Exercise objective = Return the lines beginning at the one that contains "of the rear" and continuing to the end of the entries, including both ends, exactly as written and nothing else.

■ ■ ■ ■

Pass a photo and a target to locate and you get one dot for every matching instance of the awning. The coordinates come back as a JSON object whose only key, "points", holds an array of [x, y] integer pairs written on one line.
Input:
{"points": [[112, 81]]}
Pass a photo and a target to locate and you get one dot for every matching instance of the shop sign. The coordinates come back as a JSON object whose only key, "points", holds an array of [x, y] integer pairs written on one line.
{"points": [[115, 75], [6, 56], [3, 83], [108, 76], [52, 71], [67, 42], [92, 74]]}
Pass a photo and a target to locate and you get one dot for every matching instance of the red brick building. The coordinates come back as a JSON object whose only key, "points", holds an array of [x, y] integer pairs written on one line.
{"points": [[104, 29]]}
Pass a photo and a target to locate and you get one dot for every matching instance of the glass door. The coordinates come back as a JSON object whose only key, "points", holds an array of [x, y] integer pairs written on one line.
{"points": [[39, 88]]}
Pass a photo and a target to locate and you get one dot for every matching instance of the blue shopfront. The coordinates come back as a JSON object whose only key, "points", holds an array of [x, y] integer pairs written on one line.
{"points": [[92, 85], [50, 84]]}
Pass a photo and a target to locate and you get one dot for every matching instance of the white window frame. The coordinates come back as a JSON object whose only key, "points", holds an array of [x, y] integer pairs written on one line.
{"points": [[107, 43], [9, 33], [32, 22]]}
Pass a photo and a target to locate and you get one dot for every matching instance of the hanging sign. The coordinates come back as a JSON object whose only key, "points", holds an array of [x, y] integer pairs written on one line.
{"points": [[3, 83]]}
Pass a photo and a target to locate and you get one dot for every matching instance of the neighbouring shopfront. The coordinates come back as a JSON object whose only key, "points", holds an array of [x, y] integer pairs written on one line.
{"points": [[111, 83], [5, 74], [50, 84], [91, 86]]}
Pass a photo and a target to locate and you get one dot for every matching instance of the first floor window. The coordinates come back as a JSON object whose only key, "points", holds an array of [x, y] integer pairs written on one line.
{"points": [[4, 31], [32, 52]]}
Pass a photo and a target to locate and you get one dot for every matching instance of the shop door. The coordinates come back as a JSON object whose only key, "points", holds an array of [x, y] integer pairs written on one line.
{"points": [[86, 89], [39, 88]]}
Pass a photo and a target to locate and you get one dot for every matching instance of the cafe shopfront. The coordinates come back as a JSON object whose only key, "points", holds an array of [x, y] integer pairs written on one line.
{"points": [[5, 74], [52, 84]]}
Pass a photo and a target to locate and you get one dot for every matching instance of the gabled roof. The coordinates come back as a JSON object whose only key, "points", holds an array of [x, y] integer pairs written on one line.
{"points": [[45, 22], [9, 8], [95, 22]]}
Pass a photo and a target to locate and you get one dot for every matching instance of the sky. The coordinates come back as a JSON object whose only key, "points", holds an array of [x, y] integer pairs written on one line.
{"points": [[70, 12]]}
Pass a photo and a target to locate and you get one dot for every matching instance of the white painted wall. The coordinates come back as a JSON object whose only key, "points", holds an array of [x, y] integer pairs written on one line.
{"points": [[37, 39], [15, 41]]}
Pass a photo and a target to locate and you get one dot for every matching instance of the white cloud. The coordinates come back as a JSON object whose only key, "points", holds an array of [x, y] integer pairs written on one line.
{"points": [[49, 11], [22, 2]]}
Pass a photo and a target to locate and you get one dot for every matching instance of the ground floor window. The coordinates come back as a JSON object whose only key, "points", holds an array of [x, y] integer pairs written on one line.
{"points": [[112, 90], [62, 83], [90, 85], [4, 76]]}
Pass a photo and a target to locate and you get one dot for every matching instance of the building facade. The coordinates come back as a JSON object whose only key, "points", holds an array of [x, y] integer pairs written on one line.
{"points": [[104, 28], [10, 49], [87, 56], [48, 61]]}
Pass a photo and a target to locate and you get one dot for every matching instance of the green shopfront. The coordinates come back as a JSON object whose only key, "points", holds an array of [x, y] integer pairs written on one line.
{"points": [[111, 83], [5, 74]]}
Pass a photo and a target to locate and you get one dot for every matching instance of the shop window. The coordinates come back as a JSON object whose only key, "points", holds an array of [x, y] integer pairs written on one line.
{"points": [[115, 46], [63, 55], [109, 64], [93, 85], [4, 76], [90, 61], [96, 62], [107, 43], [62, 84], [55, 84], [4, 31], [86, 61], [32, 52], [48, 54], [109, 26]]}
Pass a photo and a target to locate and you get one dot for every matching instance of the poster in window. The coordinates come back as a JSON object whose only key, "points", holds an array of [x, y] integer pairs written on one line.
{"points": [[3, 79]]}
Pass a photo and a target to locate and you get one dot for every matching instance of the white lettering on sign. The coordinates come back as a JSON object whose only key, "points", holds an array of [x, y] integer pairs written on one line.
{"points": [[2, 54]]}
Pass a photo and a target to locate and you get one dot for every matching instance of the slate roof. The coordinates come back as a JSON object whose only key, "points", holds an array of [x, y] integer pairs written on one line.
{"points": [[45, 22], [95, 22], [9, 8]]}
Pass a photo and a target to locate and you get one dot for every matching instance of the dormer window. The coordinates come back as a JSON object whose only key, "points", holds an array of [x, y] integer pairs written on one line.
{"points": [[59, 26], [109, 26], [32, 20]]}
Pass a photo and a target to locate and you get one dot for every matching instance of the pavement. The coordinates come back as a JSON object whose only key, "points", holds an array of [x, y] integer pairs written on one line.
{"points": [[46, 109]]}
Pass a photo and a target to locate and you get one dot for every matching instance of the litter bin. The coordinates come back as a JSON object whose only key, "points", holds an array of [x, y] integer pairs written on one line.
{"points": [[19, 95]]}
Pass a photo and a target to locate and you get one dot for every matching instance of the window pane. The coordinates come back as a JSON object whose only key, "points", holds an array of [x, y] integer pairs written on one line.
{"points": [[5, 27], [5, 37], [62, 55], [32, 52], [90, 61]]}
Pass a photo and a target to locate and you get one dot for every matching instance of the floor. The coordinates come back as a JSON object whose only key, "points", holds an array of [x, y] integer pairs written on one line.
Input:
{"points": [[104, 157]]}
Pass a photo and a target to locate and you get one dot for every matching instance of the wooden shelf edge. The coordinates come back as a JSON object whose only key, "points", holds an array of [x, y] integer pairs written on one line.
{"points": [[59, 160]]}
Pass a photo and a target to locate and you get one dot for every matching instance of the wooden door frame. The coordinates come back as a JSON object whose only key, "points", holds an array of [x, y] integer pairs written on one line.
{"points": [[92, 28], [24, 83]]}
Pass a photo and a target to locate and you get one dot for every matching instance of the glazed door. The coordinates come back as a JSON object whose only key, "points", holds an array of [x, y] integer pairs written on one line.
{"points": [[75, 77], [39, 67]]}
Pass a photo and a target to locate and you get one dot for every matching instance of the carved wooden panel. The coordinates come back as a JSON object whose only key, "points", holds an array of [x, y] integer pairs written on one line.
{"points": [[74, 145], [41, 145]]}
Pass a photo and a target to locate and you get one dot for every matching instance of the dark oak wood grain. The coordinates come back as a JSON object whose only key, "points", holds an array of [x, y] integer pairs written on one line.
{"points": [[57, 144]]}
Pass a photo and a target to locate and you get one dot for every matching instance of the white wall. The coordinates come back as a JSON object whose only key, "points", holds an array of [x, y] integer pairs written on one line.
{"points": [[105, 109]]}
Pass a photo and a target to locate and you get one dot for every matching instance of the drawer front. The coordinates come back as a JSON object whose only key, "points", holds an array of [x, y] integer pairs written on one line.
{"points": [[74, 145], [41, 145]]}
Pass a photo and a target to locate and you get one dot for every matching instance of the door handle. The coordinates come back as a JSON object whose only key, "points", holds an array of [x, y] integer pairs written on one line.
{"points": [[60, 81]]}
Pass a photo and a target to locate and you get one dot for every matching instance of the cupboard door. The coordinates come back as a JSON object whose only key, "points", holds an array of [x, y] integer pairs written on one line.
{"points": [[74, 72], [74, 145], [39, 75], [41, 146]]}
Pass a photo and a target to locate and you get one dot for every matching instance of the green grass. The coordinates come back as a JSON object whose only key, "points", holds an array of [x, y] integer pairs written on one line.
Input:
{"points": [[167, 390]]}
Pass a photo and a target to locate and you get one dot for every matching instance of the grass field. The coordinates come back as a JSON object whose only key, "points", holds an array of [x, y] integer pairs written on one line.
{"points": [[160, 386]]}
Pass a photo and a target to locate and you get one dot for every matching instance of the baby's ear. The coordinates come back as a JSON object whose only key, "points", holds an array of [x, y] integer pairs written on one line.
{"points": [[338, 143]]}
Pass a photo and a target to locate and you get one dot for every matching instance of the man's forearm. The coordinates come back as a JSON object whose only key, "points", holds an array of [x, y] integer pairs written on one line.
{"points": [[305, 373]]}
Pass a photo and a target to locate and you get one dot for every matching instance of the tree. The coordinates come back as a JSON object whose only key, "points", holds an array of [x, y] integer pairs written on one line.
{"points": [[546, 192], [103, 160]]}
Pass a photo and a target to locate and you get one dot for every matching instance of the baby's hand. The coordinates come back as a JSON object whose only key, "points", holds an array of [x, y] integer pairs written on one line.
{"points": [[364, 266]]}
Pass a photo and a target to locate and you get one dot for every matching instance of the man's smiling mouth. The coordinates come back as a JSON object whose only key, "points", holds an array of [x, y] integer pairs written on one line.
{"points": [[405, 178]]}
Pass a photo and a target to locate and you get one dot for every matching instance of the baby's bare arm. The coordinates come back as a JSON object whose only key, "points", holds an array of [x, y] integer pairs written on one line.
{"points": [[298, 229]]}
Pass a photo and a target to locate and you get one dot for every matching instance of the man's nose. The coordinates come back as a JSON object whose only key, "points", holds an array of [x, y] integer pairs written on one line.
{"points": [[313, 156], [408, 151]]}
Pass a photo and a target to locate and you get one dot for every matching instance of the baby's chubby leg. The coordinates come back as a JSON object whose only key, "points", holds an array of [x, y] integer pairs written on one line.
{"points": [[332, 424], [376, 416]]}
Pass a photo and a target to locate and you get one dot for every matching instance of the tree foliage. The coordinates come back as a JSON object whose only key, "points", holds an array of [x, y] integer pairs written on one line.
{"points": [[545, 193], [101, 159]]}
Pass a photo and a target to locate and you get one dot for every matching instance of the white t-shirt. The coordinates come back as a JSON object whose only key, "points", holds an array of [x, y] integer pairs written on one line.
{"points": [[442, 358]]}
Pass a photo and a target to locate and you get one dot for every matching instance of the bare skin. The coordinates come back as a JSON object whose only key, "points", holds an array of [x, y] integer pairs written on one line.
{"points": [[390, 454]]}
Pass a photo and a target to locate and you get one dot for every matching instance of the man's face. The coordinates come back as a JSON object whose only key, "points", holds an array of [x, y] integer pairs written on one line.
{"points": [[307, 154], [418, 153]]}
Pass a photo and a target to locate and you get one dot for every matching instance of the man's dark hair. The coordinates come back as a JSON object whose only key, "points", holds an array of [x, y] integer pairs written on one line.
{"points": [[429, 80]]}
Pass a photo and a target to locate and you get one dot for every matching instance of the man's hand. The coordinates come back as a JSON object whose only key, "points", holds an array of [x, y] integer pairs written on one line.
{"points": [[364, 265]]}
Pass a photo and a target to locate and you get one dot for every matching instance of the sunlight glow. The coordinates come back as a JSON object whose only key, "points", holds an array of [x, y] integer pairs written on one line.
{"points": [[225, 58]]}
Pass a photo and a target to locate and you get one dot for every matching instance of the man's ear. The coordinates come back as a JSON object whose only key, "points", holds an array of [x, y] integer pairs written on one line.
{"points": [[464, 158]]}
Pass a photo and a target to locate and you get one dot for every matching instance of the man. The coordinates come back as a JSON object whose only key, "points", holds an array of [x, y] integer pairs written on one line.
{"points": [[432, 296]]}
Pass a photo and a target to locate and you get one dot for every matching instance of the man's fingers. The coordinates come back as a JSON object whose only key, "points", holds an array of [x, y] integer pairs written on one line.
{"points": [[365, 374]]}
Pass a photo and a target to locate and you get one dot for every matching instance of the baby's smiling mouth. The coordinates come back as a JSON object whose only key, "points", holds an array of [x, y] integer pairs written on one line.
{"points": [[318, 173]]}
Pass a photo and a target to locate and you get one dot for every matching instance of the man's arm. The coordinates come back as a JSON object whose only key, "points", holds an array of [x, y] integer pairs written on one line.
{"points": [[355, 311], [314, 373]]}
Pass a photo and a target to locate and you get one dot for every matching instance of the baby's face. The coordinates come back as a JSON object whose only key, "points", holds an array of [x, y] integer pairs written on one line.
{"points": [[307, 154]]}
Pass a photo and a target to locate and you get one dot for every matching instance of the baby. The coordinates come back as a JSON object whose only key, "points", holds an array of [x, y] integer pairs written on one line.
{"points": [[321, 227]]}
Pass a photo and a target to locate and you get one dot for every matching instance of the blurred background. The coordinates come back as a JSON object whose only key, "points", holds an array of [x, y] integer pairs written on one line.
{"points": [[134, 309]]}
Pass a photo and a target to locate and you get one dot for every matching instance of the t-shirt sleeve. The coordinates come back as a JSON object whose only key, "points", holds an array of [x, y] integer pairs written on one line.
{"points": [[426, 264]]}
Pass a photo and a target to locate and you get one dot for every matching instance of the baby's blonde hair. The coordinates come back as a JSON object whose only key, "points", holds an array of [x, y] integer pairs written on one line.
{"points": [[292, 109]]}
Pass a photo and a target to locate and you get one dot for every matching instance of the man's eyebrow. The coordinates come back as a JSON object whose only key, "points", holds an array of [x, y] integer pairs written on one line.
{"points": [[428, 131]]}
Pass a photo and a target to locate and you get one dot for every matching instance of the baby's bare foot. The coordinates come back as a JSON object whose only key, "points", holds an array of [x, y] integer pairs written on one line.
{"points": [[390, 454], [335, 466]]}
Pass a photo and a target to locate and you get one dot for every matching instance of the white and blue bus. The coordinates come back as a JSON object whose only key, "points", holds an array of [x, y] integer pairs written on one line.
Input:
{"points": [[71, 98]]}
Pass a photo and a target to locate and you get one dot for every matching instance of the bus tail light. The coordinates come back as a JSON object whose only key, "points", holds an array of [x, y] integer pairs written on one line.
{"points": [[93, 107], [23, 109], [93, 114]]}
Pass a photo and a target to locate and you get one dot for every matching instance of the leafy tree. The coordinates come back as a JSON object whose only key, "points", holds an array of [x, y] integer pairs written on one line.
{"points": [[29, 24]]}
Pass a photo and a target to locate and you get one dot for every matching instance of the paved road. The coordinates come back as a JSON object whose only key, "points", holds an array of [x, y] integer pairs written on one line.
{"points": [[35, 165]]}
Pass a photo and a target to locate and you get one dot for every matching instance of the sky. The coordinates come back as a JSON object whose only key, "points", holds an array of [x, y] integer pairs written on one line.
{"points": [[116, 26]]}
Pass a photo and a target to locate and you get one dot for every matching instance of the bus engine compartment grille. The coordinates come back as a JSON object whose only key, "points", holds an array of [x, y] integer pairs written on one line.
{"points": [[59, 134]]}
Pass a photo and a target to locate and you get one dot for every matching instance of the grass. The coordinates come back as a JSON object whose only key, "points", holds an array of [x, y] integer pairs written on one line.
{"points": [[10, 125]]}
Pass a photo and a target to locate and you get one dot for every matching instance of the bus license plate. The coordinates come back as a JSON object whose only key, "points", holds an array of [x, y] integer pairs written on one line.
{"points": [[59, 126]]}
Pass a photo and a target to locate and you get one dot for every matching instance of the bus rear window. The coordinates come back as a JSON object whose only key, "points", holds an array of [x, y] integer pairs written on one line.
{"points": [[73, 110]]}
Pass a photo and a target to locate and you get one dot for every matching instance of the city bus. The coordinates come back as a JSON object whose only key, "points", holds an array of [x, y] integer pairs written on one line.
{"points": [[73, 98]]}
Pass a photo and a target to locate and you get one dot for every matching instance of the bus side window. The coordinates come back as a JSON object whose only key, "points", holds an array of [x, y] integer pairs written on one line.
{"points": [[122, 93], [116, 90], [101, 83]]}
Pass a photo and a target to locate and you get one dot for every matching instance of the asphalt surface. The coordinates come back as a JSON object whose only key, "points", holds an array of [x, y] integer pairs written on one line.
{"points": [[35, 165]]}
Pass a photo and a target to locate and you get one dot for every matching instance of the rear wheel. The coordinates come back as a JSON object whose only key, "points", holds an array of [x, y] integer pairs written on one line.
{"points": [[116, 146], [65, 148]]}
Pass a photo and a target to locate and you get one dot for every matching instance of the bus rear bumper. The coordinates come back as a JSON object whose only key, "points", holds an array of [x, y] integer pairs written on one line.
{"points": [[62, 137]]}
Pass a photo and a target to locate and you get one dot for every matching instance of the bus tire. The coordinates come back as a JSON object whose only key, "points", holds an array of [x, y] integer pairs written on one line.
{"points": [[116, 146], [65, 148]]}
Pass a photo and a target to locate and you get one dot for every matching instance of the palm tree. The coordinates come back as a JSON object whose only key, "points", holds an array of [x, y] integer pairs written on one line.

■ ■ ■ ■

Written reply =
Pass a photo and a target to locate and you get one dot for every matching instance of the rear wheel. The coordinates come back as a JSON object whose only key, "points", holds an array of [x, y] integer pairs written on one line.
{"points": [[116, 146], [65, 148]]}
Pass a photo and a target to locate and you get one dot for every matching instance of the bus rear bumper. The coordinates come back as a JSON object whose only key, "points", holds an array of [x, y] integer pairs written on one line.
{"points": [[62, 137]]}
Pass a photo and a target to locate and you get one dot for every matching instance of the bus tire. The coordinates come back as a JSON object whose only key, "points", holds an array of [x, y] integer pairs written on one line.
{"points": [[116, 146], [65, 148]]}
Pass a photo and a target to locate and you get one dot for every matching instance of the palm tree. The coordinates come back as a JSON object whose only key, "points", holds an array of [x, y] integer pairs written on one line.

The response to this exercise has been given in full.